Recorded information:

----

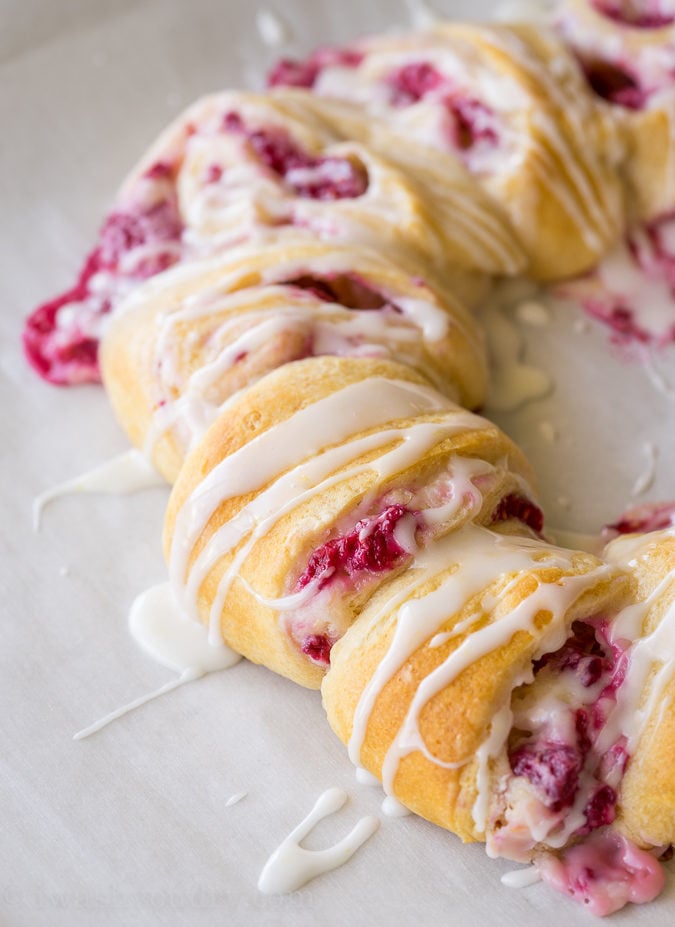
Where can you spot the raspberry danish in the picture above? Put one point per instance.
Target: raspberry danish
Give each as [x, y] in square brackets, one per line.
[236, 165]
[647, 807]
[318, 484]
[490, 688]
[627, 50]
[184, 343]
[512, 105]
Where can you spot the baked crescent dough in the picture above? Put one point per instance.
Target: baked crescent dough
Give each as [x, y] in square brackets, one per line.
[316, 485]
[246, 162]
[512, 104]
[423, 685]
[185, 342]
[626, 50]
[647, 806]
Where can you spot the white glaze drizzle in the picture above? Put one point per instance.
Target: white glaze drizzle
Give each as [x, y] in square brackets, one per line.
[521, 878]
[480, 556]
[363, 777]
[300, 445]
[514, 383]
[646, 479]
[392, 808]
[289, 492]
[160, 628]
[129, 472]
[651, 655]
[291, 865]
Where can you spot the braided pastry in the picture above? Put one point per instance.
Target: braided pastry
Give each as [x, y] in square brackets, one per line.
[335, 515]
[627, 52]
[317, 484]
[187, 341]
[512, 104]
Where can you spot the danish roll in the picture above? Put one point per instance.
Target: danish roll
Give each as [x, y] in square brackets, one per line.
[646, 701]
[627, 52]
[512, 105]
[430, 686]
[183, 344]
[318, 484]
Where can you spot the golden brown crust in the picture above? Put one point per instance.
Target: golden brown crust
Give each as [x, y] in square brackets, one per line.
[156, 344]
[456, 721]
[646, 811]
[279, 556]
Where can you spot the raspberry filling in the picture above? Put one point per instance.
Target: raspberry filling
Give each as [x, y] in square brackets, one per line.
[638, 14]
[375, 545]
[653, 516]
[326, 178]
[347, 290]
[289, 72]
[561, 785]
[614, 83]
[471, 121]
[61, 336]
[371, 547]
[516, 506]
[604, 873]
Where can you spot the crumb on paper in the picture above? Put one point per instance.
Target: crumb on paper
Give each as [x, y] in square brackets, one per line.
[234, 799]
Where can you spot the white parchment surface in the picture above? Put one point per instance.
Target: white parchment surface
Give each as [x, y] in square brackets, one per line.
[132, 825]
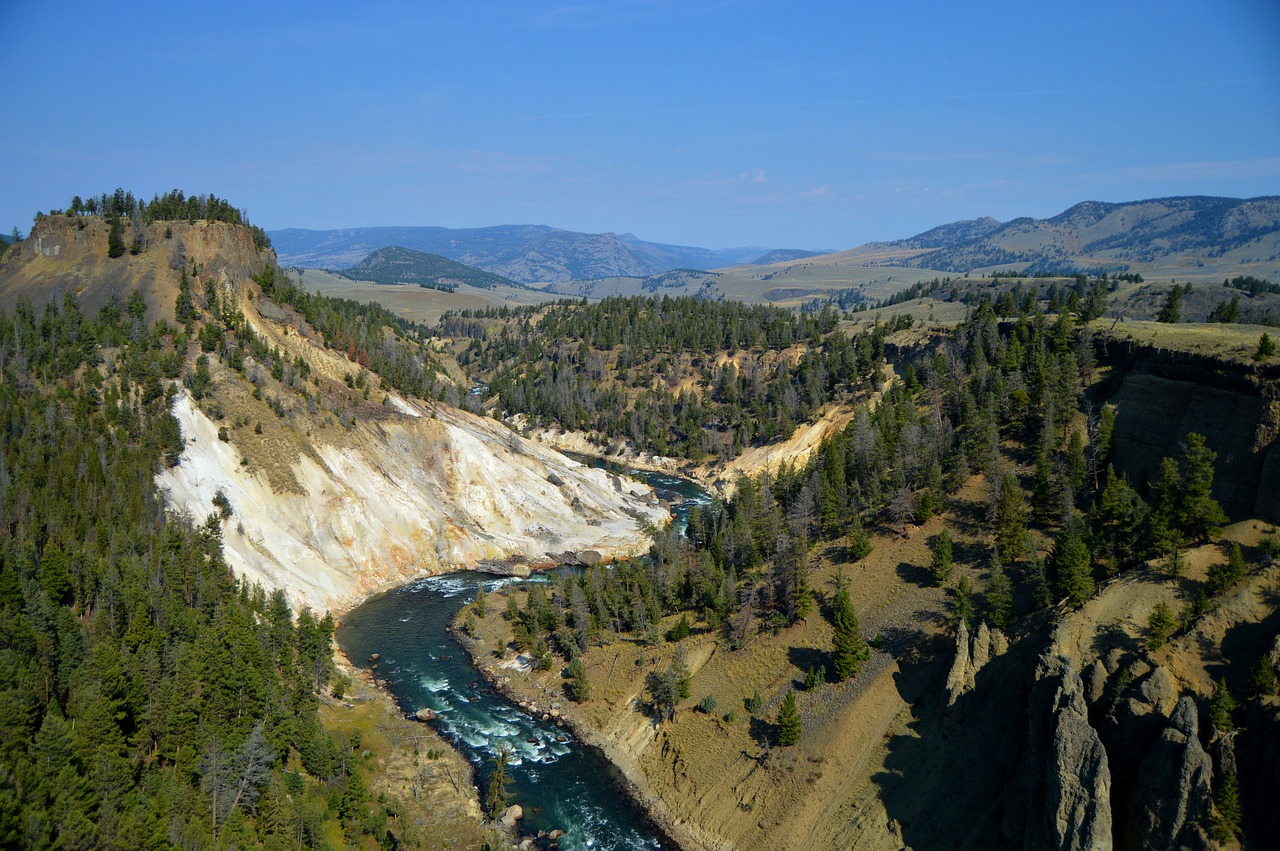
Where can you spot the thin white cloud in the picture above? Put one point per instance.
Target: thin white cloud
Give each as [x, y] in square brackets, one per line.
[1267, 167]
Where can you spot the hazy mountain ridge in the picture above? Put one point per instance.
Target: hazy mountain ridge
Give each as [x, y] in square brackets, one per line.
[1098, 234]
[528, 254]
[397, 265]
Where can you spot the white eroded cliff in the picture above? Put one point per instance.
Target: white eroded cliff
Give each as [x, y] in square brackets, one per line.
[432, 490]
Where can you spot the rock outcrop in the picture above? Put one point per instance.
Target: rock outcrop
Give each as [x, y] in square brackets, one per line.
[972, 655]
[1161, 396]
[1173, 799]
[1061, 794]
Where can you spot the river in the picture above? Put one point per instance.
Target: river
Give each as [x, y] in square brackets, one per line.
[560, 785]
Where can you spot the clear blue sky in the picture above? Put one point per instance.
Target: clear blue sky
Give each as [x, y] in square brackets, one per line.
[709, 123]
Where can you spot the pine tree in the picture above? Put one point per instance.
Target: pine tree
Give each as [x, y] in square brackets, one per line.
[961, 603]
[1221, 577]
[1226, 809]
[1201, 515]
[497, 792]
[849, 646]
[1221, 707]
[1266, 347]
[1000, 596]
[789, 721]
[579, 686]
[115, 246]
[1070, 566]
[1010, 520]
[1171, 311]
[1160, 626]
[942, 558]
[858, 541]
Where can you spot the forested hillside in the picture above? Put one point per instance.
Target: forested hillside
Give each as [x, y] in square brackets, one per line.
[149, 698]
[677, 376]
[995, 453]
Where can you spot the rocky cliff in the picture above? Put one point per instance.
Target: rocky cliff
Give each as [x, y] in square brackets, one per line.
[65, 255]
[429, 490]
[1161, 394]
[1061, 794]
[328, 511]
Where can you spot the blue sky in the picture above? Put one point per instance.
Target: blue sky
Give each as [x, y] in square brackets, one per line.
[720, 123]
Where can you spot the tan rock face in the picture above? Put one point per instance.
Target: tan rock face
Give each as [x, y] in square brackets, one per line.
[412, 497]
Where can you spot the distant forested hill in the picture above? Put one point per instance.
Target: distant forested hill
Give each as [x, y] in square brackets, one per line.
[396, 265]
[1118, 236]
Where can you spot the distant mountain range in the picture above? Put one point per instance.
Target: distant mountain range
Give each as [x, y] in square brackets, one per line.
[526, 254]
[1193, 234]
[1092, 234]
[397, 265]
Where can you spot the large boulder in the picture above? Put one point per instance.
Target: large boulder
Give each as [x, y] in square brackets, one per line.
[1173, 796]
[959, 678]
[511, 815]
[1061, 794]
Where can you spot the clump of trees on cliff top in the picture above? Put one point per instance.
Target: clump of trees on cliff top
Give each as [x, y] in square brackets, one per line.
[146, 696]
[170, 206]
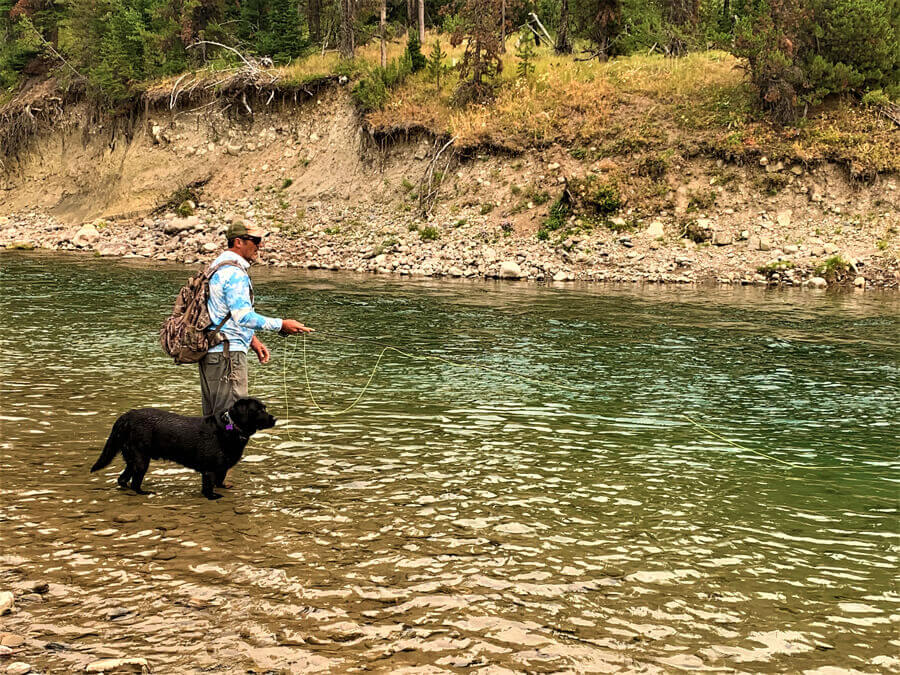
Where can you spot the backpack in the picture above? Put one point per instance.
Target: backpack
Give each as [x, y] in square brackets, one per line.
[188, 334]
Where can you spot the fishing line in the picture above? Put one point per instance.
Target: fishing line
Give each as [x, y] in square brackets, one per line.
[756, 452]
[429, 357]
[386, 348]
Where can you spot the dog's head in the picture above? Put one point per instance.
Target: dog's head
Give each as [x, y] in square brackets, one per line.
[250, 415]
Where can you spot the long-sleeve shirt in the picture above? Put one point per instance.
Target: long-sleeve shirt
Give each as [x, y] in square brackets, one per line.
[229, 289]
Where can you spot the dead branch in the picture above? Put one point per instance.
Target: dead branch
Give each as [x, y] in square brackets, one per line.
[541, 26]
[219, 44]
[173, 97]
[428, 191]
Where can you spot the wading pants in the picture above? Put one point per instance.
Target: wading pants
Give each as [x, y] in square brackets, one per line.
[222, 383]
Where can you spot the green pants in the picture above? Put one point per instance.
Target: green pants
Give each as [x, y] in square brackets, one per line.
[222, 380]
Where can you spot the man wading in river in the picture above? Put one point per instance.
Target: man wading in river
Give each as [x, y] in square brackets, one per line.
[223, 371]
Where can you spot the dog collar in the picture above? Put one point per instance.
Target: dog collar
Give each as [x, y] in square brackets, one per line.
[230, 425]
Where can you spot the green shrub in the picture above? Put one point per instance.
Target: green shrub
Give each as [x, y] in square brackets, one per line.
[556, 220]
[525, 55]
[800, 51]
[429, 233]
[604, 199]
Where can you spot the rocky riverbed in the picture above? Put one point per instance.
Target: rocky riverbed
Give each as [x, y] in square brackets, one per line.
[338, 238]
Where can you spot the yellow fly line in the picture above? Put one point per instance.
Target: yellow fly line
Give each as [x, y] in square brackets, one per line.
[457, 364]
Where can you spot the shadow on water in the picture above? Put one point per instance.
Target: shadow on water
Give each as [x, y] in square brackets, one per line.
[460, 518]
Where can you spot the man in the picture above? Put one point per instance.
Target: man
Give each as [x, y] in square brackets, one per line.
[223, 373]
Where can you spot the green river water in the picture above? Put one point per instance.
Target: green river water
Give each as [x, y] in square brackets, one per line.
[460, 519]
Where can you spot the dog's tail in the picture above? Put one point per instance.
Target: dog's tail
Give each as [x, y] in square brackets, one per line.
[113, 444]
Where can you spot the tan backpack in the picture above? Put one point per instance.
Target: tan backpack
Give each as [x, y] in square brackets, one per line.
[187, 334]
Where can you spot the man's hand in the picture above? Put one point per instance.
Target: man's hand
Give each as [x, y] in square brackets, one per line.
[262, 352]
[291, 327]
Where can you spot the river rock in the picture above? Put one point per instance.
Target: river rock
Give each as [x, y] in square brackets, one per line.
[11, 640]
[817, 282]
[510, 270]
[7, 602]
[126, 665]
[655, 231]
[721, 238]
[86, 236]
[177, 225]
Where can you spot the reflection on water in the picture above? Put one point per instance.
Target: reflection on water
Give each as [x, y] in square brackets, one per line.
[459, 519]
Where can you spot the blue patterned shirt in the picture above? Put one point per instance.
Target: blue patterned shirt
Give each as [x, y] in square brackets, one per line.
[229, 289]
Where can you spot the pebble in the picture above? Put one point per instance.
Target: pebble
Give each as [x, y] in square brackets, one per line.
[7, 602]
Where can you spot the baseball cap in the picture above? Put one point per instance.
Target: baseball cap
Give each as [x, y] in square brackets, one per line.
[244, 228]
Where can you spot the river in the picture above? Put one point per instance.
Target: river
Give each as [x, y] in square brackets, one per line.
[546, 508]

----

Exercise prompt:
Once every line above has been checked for the string "backpack", give the number of matching lines and nothing more.

Result of the task:
4